# [PROBLEM DETAILS]
Give the lines starting at the one containing "of the leafy" and ending at the one containing "<point>842,51</point>" as a numbered list, leaving out any blank lines.

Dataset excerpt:
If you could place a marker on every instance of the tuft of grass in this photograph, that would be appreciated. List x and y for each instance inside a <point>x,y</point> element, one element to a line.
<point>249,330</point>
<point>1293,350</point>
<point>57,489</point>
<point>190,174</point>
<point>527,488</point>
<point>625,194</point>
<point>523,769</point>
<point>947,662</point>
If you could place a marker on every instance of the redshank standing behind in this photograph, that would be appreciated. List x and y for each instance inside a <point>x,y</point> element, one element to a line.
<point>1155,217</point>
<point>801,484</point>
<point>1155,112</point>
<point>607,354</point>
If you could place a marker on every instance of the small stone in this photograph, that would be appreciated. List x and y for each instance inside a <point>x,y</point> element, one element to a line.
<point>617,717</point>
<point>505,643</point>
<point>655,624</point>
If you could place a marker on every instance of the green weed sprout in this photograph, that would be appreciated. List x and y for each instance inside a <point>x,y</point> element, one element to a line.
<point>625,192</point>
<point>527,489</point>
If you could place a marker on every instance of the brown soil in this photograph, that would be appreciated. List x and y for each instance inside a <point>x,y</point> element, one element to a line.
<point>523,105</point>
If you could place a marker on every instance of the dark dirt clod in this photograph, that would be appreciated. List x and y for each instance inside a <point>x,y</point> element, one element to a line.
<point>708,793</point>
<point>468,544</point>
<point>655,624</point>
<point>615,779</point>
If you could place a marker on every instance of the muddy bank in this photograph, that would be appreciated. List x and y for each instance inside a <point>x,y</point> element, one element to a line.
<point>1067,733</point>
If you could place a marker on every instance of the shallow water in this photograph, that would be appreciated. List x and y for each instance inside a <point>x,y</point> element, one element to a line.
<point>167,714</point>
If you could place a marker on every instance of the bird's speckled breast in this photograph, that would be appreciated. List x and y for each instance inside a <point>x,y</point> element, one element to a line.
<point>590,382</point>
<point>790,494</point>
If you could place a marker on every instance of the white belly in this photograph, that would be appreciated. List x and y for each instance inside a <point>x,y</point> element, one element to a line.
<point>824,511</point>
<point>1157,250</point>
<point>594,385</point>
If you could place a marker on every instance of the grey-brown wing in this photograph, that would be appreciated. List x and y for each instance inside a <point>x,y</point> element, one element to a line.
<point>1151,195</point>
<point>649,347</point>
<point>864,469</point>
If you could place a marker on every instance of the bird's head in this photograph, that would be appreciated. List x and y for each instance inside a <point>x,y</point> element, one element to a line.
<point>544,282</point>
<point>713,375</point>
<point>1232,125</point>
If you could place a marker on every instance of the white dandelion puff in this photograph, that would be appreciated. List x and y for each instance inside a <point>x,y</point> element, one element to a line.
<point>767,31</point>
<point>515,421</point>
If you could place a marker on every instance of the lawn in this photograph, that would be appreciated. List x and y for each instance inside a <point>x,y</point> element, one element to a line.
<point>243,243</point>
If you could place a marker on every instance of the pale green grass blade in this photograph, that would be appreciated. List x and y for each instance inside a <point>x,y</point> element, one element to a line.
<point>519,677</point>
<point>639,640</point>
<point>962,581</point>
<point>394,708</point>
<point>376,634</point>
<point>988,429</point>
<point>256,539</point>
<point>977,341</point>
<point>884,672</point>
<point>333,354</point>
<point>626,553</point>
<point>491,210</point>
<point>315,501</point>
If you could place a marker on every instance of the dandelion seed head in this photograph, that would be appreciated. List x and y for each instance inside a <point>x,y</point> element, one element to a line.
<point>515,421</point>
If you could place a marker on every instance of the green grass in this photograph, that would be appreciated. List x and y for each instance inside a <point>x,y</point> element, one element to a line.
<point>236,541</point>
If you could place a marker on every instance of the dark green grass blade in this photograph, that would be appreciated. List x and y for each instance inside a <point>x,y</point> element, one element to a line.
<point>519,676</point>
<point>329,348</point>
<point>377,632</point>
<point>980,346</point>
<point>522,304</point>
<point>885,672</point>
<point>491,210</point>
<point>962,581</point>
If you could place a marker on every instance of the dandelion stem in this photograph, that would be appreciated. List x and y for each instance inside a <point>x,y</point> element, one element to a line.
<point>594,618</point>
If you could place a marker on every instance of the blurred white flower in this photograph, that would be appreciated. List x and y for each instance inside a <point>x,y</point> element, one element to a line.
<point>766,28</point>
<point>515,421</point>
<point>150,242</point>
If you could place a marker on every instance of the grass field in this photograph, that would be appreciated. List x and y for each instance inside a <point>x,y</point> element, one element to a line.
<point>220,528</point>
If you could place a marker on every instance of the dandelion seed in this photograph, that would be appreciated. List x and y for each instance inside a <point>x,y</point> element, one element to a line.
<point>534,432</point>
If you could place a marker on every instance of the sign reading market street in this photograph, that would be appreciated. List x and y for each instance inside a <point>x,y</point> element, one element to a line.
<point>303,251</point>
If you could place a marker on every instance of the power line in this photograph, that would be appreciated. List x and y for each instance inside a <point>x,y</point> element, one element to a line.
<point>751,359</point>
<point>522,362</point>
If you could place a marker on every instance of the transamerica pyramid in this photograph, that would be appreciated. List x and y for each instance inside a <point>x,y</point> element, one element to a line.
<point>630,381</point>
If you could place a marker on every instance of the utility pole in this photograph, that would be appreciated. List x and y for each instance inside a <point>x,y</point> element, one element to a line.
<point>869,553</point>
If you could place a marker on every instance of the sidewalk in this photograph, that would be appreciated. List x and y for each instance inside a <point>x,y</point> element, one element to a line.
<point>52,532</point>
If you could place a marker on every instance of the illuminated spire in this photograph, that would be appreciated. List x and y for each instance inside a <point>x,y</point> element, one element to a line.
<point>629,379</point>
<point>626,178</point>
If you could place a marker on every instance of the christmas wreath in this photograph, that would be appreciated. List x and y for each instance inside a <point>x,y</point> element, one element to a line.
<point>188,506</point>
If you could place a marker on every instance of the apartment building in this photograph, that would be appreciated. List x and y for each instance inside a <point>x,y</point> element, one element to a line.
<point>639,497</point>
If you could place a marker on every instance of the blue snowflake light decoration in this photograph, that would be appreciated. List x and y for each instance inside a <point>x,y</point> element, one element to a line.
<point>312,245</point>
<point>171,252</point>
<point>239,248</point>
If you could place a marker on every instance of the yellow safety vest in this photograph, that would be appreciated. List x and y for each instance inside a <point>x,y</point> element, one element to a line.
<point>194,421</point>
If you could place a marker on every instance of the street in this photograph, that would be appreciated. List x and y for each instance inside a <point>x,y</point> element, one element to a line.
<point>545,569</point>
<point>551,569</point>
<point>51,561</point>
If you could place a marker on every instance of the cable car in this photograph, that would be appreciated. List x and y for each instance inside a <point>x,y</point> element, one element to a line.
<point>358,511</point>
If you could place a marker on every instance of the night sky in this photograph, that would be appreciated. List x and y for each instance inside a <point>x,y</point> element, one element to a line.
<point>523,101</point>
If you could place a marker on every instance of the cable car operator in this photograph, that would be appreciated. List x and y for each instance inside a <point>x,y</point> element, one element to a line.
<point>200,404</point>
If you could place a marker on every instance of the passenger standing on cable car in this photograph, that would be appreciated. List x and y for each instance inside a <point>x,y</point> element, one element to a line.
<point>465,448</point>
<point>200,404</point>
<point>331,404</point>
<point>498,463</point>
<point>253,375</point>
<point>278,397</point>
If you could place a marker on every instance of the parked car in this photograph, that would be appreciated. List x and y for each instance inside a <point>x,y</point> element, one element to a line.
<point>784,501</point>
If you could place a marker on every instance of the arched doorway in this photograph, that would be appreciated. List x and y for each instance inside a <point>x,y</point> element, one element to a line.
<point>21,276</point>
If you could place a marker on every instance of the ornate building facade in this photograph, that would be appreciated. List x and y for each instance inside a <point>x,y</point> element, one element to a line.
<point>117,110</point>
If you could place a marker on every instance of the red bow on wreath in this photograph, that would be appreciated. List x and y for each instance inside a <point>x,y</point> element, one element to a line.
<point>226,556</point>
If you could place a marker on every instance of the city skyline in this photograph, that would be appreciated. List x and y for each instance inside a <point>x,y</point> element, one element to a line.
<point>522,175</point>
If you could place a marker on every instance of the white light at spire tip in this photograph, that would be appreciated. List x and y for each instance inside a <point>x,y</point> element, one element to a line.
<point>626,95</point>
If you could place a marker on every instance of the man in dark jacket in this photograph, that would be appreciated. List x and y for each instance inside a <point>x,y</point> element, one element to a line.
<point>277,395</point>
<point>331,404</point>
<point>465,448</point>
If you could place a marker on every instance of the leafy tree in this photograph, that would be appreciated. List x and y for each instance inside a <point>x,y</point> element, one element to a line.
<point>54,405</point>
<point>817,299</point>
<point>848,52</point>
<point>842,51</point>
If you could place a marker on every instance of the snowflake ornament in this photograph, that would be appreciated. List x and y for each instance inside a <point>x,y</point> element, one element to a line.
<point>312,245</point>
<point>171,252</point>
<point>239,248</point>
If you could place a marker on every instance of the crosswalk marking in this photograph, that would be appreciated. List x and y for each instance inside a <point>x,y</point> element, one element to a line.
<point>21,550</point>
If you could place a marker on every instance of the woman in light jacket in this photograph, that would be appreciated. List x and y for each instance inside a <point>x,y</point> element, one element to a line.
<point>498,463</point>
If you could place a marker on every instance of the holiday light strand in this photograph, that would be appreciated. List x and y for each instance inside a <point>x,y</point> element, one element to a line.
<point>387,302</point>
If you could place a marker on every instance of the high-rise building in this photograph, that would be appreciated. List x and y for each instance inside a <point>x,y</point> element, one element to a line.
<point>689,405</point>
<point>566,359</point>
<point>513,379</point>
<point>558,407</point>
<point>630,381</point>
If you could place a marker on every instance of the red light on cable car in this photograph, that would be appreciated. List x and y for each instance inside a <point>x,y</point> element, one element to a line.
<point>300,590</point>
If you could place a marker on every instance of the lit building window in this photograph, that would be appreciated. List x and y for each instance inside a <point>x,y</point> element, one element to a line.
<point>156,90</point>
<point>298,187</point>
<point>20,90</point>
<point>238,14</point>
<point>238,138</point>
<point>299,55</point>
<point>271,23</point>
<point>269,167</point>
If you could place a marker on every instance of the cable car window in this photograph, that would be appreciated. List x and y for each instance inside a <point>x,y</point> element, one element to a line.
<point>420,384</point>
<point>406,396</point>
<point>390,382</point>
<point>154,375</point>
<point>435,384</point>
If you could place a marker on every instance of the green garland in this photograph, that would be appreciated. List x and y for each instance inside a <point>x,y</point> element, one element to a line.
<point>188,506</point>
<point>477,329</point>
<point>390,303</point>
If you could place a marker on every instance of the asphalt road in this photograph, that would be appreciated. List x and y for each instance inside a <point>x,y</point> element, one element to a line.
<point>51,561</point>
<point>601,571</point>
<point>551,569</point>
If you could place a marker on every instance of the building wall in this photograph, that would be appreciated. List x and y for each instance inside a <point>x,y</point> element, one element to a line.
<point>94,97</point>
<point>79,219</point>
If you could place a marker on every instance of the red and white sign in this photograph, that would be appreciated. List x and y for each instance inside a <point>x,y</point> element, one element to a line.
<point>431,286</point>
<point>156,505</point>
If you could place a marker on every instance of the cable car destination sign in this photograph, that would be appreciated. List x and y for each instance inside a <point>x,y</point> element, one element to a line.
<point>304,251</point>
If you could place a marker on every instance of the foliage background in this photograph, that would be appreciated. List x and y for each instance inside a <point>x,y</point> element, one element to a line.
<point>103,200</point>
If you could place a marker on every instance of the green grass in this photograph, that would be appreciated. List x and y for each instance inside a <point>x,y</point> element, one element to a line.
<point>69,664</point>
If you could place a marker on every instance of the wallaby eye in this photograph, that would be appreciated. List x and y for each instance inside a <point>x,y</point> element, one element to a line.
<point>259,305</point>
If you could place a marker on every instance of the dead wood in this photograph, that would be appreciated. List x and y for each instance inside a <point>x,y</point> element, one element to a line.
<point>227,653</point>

# [REPLY]
1. If you could place a marker on every instance of the leafy tree in this photograph, that would be appreciated. List x and y for each instance inside a <point>x,y</point> element, one element to a line.
2. <point>54,405</point>
3. <point>817,299</point>
4. <point>848,52</point>
5. <point>842,51</point>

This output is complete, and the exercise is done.